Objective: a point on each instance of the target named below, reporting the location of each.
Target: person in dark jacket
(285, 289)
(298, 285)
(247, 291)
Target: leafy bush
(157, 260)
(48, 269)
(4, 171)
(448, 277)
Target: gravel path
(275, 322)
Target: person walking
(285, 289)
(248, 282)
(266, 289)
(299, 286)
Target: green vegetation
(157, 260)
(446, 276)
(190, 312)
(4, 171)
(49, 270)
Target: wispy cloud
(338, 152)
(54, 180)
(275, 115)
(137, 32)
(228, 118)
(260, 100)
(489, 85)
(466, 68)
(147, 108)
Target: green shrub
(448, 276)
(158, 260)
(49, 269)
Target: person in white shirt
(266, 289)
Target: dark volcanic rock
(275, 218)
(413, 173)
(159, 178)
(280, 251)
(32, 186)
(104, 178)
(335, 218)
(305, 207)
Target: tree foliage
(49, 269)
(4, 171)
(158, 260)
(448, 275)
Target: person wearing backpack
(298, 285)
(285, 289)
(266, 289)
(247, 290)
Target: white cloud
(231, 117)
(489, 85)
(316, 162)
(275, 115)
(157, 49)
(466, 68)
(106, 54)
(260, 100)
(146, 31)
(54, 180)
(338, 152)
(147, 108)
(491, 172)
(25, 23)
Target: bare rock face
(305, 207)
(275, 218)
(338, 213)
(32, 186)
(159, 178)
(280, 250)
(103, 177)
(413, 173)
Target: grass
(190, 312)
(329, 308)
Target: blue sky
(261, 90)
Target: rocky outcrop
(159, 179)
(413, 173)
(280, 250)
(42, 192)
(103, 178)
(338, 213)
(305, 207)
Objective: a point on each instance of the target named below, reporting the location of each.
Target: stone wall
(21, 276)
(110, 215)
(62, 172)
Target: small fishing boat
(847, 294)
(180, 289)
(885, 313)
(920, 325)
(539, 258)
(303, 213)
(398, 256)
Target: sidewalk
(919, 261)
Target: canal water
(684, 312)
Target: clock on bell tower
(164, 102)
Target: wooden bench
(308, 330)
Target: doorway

_HOW TO COMPLETE THIS TASK_
Return the material above in full, exactly as written.

_FINISHED TASK_
Objective: a point on each instance of the target named below, reporting the location of each.
Target: person in dark jacket
(285, 289)
(298, 285)
(247, 291)
Target: leafy bush
(157, 260)
(48, 269)
(4, 171)
(448, 277)
Target: gravel path
(275, 322)
Target: person walking
(285, 289)
(248, 282)
(266, 289)
(299, 286)
Target: green vegetation
(157, 260)
(446, 276)
(190, 312)
(4, 171)
(49, 270)
Target: wispy cloud
(338, 152)
(54, 180)
(275, 115)
(137, 32)
(228, 118)
(260, 100)
(489, 85)
(466, 68)
(147, 108)
Target: green shrub
(448, 276)
(158, 260)
(49, 269)
Target: person in white shirt
(266, 289)
Target: dark volcanic rock
(275, 218)
(413, 173)
(159, 178)
(280, 251)
(32, 186)
(104, 178)
(335, 218)
(305, 207)
Target: tree foliage
(49, 269)
(4, 171)
(158, 260)
(448, 275)
Target: person wearing backpack
(298, 285)
(285, 289)
(266, 289)
(247, 290)
Target: white cloud
(231, 117)
(489, 85)
(316, 162)
(275, 115)
(157, 49)
(466, 68)
(106, 54)
(260, 100)
(146, 31)
(54, 180)
(338, 152)
(147, 108)
(491, 172)
(25, 23)
Target: bare rock face
(305, 207)
(275, 218)
(338, 213)
(32, 186)
(159, 178)
(280, 250)
(103, 177)
(413, 173)
Target: grass
(190, 312)
(329, 308)
Target: blue sky
(261, 90)
Target: rocky outcrop
(159, 179)
(413, 173)
(280, 250)
(42, 192)
(103, 178)
(338, 213)
(305, 207)
Objective: a point on each instance of the target named below, reporting the location of each.
Target: stone wall
(21, 276)
(110, 215)
(62, 172)
Target: small fishing boat
(847, 294)
(180, 289)
(885, 313)
(920, 325)
(539, 258)
(303, 213)
(398, 256)
Target: sidewalk
(919, 261)
Target: canal water
(684, 312)
Target: clock on bell tower
(164, 102)
Target: wooden bench
(308, 330)
Target: doorway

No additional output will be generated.